> **TASK TO COMPLETE**
Extract each line below that contains the string "branch".

> **SUPPLIED ENTRIES**
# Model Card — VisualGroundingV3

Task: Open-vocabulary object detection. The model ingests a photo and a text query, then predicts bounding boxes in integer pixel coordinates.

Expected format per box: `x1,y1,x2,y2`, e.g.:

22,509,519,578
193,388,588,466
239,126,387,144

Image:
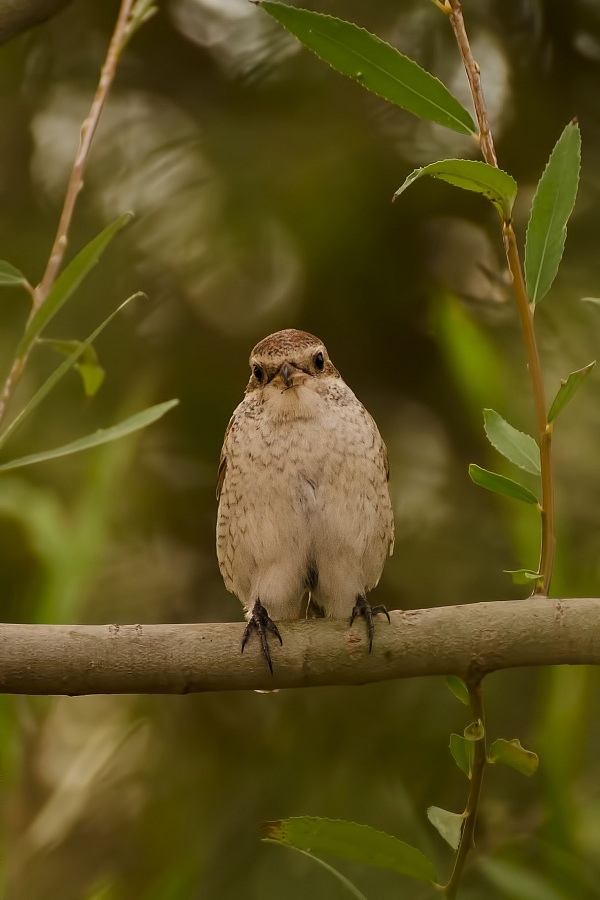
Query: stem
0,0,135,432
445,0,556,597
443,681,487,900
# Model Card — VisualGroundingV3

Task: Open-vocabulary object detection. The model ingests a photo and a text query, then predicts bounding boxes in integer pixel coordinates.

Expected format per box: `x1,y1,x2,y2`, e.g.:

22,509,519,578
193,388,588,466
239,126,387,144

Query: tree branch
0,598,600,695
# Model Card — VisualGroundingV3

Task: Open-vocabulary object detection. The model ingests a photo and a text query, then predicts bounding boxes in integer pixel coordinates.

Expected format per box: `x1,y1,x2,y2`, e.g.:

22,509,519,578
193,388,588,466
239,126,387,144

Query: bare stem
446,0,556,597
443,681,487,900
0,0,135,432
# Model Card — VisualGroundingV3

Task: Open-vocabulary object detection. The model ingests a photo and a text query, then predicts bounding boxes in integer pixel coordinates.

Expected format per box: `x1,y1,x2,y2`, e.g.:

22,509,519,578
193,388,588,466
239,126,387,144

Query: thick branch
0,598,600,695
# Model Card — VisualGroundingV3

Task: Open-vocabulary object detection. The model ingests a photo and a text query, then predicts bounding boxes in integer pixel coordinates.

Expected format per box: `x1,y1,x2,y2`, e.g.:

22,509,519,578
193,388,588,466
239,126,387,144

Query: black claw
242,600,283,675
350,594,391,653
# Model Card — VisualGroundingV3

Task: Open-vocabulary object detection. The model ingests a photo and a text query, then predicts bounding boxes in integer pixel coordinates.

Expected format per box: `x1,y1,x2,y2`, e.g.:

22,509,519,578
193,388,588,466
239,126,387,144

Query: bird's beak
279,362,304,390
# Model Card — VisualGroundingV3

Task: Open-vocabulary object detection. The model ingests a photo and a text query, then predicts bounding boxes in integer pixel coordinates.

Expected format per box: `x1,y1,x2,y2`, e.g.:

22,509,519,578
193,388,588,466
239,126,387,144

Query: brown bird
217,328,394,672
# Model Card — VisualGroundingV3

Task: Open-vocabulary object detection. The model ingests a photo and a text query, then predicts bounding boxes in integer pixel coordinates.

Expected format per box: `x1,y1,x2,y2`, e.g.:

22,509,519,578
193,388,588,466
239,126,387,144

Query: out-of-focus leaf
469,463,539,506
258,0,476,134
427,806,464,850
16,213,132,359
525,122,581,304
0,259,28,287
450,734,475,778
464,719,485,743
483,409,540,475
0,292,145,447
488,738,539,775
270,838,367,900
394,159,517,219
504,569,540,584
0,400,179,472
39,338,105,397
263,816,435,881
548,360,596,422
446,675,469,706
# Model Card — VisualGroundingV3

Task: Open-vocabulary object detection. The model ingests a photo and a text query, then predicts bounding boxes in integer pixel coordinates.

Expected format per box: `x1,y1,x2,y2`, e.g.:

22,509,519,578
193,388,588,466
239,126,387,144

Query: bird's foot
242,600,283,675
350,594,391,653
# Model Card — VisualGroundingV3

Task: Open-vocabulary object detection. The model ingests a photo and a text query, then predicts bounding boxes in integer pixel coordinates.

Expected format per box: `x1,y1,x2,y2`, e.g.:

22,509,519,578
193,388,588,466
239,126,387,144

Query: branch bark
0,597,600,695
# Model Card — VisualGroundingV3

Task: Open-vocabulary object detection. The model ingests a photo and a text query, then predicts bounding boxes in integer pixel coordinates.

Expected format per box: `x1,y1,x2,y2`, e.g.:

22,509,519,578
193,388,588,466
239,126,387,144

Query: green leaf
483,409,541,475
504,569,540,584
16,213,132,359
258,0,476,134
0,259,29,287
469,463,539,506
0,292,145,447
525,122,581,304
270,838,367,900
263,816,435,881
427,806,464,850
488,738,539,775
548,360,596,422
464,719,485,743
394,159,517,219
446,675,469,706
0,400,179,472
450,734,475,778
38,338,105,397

> **TASK RESULT**
Query: tree branch
Query: thick branch
Query: branch bark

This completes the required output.